### AIM A
Pick out every line of the entries that contains the word "patch", and copy each one. Case counts, so only lines with that exact capitalization qualify.

The two bodies move along a straight line joining their centers. The line of motion also also passes through center of mass. This has one important implication. The plane containing one body and “center of mass” and the plane containing other body and “center of mass” are same. It means that motions of two bodies are “coplanar” with line joining the centers of bodies and center of mass. The non-planar motions as shown in the figure below are not possible as motion is not along the line joining the centers of two bodies.

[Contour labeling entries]
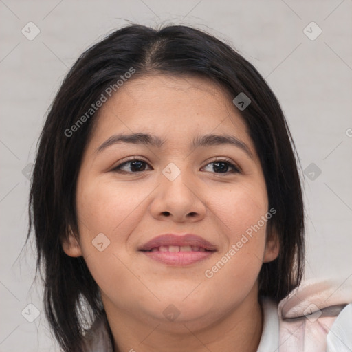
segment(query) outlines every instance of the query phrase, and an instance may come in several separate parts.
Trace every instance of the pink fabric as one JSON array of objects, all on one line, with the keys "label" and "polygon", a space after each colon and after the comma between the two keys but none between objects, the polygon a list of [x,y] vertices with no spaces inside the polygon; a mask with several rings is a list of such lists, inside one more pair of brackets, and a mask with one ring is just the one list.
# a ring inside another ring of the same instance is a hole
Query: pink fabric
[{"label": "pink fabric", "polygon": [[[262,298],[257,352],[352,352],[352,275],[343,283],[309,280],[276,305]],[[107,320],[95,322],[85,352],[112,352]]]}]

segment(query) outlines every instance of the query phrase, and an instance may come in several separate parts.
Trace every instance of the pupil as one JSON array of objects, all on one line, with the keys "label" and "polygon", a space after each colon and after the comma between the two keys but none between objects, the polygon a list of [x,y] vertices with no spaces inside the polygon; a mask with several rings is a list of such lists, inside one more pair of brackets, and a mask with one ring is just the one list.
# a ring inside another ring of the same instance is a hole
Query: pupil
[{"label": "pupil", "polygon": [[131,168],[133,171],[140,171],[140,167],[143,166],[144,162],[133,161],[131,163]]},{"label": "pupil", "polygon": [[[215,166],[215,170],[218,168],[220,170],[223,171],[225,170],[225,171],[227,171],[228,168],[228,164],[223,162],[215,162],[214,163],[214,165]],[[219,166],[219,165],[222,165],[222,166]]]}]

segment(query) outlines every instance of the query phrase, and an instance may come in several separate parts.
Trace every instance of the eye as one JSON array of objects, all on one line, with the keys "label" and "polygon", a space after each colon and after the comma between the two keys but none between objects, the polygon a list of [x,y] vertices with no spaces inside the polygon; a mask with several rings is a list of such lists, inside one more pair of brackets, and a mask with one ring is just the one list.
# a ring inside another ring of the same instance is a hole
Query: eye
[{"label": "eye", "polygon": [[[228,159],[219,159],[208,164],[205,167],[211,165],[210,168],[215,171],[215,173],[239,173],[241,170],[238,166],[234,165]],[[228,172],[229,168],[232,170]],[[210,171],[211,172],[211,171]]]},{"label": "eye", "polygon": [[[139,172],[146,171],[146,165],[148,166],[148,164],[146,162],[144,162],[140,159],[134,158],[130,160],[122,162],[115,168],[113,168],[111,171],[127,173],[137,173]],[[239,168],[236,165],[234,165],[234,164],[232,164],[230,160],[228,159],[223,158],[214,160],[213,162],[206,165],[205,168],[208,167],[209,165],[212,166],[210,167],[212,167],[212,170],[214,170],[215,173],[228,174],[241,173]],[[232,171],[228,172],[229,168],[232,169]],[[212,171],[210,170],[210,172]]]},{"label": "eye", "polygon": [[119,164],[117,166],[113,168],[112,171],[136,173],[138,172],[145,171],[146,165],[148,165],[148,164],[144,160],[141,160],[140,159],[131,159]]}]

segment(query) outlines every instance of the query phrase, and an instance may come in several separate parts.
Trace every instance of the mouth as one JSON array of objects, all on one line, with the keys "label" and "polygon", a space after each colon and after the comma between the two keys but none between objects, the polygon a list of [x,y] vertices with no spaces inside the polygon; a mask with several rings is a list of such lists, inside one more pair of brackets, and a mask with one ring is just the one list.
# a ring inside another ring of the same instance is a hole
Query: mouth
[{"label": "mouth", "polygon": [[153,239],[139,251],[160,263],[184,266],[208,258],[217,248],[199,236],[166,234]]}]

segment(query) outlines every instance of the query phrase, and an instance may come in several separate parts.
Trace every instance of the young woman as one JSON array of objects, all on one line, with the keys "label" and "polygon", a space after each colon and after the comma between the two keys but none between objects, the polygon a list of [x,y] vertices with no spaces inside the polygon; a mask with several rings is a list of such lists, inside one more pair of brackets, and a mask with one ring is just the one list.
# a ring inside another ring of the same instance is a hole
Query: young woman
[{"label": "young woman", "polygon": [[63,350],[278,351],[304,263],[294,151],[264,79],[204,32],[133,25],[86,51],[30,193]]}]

---

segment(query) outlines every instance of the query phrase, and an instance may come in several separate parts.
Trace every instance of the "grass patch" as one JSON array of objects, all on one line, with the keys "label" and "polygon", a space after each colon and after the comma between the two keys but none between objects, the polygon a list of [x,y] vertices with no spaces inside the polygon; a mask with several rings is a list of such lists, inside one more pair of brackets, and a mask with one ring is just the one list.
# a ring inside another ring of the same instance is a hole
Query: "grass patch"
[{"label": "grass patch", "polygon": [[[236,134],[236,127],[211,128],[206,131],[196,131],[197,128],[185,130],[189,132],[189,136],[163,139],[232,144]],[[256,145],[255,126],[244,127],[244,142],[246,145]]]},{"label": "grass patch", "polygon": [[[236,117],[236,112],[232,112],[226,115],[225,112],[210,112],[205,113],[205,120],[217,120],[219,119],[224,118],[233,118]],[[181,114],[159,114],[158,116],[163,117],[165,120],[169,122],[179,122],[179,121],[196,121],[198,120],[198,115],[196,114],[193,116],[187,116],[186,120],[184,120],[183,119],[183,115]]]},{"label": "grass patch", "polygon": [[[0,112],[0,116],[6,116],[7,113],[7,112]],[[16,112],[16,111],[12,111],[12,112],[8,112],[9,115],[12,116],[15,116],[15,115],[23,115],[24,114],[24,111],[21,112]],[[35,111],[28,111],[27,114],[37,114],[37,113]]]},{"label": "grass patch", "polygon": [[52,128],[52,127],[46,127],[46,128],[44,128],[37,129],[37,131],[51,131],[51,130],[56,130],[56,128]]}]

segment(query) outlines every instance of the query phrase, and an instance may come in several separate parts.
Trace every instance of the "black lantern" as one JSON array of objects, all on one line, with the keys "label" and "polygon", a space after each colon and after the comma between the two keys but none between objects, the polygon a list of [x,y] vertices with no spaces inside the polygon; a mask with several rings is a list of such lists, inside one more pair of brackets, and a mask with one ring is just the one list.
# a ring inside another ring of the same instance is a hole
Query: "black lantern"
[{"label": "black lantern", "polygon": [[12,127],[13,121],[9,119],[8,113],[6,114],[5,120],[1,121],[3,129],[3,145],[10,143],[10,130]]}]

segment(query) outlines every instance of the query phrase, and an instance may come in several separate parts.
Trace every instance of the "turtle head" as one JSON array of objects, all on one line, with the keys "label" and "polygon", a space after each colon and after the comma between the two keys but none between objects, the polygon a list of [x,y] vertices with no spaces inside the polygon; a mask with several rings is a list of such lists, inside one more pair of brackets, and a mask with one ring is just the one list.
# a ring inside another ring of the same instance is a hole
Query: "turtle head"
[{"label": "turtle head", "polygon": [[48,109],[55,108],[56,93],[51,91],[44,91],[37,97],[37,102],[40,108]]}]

### AIM B
Retype the passage on the motion of two bodies between "The two bodies" and "of two bodies.", inclusive.

### TASK OUTPUT A
Trace every instance of the "grass patch" as one JSON array of objects, all on one line, with the keys "label" and "polygon", a space after each colon and after the comma between the two keys but none between objects, the polygon a list of [x,y] vertices with no spaces inside the polygon; a mask with several rings is a list of such lists, inside one more pair of brackets, and a mask with one ring is just the one list.
Query: "grass patch"
[{"label": "grass patch", "polygon": [[[236,134],[236,127],[211,128],[206,131],[196,131],[197,128],[185,130],[189,132],[189,136],[163,139],[232,144]],[[256,145],[255,126],[244,127],[244,142],[246,145]]]},{"label": "grass patch", "polygon": [[[236,117],[236,112],[232,112],[226,115],[225,112],[210,112],[205,113],[205,120],[217,120],[219,119],[224,118],[233,118]],[[181,114],[159,114],[158,116],[163,117],[165,120],[169,122],[179,122],[179,121],[196,121],[198,120],[198,115],[196,114],[193,116],[187,116],[186,120],[184,120],[183,119],[183,115]]]},{"label": "grass patch", "polygon": [[[0,112],[0,116],[6,116],[7,113],[7,112]],[[16,112],[16,111],[12,111],[12,112],[8,112],[9,115],[12,116],[15,116],[15,115],[23,115],[24,114],[24,111],[21,112]],[[35,111],[28,111],[27,114],[37,114],[37,113]]]},{"label": "grass patch", "polygon": [[52,128],[52,127],[46,127],[46,128],[44,128],[37,129],[37,131],[51,131],[51,130],[56,130],[56,128]]}]

### TASK OUTPUT B
The two bodies move along a straight line joining their centers. The line of motion also also passes through center of mass. This has one important implication. The plane containing one body and “center of mass” and the plane containing other body and “center of mass” are same. It means that motions of two bodies are “coplanar” with line joining the centers of bodies and center of mass. The non-planar motions as shown in the figure below are not possible as motion is not along the line joining the centers of two bodies.